WHAT NEEDS TO BE DONE: Copy the data word for word, keeping every line.

Saved entries
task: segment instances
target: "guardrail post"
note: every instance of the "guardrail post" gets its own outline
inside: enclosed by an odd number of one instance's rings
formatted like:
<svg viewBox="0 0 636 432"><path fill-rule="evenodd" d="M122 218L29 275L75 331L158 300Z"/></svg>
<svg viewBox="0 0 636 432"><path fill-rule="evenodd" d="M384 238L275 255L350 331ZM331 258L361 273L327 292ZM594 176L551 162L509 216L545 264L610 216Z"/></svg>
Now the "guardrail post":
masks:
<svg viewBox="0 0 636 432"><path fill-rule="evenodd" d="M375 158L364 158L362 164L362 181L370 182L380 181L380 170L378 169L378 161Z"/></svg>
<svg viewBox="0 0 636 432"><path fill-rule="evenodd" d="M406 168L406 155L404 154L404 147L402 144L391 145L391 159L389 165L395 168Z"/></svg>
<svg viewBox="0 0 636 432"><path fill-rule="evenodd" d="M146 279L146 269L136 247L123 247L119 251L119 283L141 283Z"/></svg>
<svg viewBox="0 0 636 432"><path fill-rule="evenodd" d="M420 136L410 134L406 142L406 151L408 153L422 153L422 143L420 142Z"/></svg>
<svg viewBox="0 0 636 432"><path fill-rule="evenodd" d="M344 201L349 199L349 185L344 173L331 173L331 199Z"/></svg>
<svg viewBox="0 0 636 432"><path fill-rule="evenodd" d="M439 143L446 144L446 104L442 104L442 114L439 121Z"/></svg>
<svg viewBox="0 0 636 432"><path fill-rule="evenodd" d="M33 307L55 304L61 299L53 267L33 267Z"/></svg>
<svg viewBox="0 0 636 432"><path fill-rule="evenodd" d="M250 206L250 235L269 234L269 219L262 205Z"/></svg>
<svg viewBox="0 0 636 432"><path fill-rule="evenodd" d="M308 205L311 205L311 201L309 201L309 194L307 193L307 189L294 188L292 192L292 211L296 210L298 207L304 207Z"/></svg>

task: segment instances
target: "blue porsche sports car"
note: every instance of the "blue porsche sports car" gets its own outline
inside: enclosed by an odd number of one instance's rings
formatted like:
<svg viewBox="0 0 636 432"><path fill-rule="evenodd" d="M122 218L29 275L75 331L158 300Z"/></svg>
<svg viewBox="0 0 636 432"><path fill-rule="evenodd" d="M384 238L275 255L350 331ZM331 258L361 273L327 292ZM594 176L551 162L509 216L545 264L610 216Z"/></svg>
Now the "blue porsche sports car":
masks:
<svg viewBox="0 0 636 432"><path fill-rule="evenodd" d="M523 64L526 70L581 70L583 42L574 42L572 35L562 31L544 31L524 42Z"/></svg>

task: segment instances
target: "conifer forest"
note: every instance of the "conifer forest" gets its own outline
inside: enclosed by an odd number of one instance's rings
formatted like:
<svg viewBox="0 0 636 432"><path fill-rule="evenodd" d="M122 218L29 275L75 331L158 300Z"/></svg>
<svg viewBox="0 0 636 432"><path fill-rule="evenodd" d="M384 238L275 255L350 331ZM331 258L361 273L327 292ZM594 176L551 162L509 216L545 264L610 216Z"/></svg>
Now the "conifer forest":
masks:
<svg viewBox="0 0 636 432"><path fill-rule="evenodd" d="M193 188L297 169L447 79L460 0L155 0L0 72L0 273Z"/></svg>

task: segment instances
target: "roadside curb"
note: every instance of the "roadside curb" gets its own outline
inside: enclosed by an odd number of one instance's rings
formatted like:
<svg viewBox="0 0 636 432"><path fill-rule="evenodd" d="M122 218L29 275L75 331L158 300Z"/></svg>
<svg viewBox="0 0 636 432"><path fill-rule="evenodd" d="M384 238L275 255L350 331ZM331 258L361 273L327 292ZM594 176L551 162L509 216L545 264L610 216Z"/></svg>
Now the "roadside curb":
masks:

ANSWER TO THE PROBLEM:
task: segment instances
target: "guardrail post"
note: every instance of the "guardrail post" gets its own outline
inside: enclosed by an odd number of one instance's rings
formatted like:
<svg viewBox="0 0 636 432"><path fill-rule="evenodd" d="M122 218L29 275L75 331L158 300Z"/></svg>
<svg viewBox="0 0 636 432"><path fill-rule="evenodd" d="M384 238L275 255L350 331ZM331 258L361 273L327 292ZM594 176L551 162L509 216L545 264L610 216Z"/></svg>
Now the "guardrail post":
masks:
<svg viewBox="0 0 636 432"><path fill-rule="evenodd" d="M375 158L364 158L362 164L362 181L370 182L380 181L380 170L378 169L378 161Z"/></svg>
<svg viewBox="0 0 636 432"><path fill-rule="evenodd" d="M406 168L406 155L404 154L404 147L402 144L391 145L391 159L389 165L395 168Z"/></svg>
<svg viewBox="0 0 636 432"><path fill-rule="evenodd" d="M146 279L146 269L136 247L123 247L119 251L119 283L141 283Z"/></svg>
<svg viewBox="0 0 636 432"><path fill-rule="evenodd" d="M420 136L410 134L406 142L406 151L408 153L422 153L422 143L420 142Z"/></svg>
<svg viewBox="0 0 636 432"><path fill-rule="evenodd" d="M344 201L349 199L349 185L344 173L331 173L331 199Z"/></svg>
<svg viewBox="0 0 636 432"><path fill-rule="evenodd" d="M439 143L446 144L446 104L442 104L442 114L439 121Z"/></svg>
<svg viewBox="0 0 636 432"><path fill-rule="evenodd" d="M33 307L55 304L61 299L53 267L33 267Z"/></svg>
<svg viewBox="0 0 636 432"><path fill-rule="evenodd" d="M250 206L250 235L269 234L269 219L262 205Z"/></svg>
<svg viewBox="0 0 636 432"><path fill-rule="evenodd" d="M308 205L311 205L311 201L309 201L309 194L307 193L307 189L294 188L292 192L292 211L296 210L298 207L304 207Z"/></svg>

task: segment instances
target: "blue porsche sports car"
note: every instance of the "blue porsche sports car" gets its own outline
inside: enclosed by an odd number of one instance's rings
formatted like:
<svg viewBox="0 0 636 432"><path fill-rule="evenodd" d="M122 218L29 275L75 331L158 300Z"/></svg>
<svg viewBox="0 0 636 432"><path fill-rule="evenodd" d="M384 238L275 255L350 331ZM331 258L361 273L327 292ZM594 176L551 162L509 216L545 264L610 216Z"/></svg>
Now the "blue porsche sports car":
masks:
<svg viewBox="0 0 636 432"><path fill-rule="evenodd" d="M523 64L526 70L581 70L583 42L574 42L572 35L562 31L544 31L524 42Z"/></svg>

task: segment instances
target: "conifer forest"
note: every instance of the "conifer forest" gets its own outline
inside: enclosed by an odd number of one instance's rings
formatted like:
<svg viewBox="0 0 636 432"><path fill-rule="evenodd" d="M122 218L29 275L75 331L158 300Z"/></svg>
<svg viewBox="0 0 636 432"><path fill-rule="evenodd" d="M384 238L275 255L350 331ZM331 258L361 273L327 292ZM594 176L551 162L509 216L545 264L610 216Z"/></svg>
Now the "conifer forest":
masks:
<svg viewBox="0 0 636 432"><path fill-rule="evenodd" d="M193 188L297 169L447 79L460 0L155 0L0 72L0 273Z"/></svg>

task: segment instances
target: "roadside curb"
note: every instance of the "roadside curb" gets its own outline
inside: enclosed by an odd number of one instance's rings
formatted like:
<svg viewBox="0 0 636 432"><path fill-rule="evenodd" d="M122 218L29 275L75 331L158 300Z"/></svg>
<svg viewBox="0 0 636 432"><path fill-rule="evenodd" d="M384 238L275 255L350 331ZM331 258L361 273L327 292ZM594 176L551 162L509 216L545 264L610 216Z"/></svg>
Now the "roadside curb":
masks:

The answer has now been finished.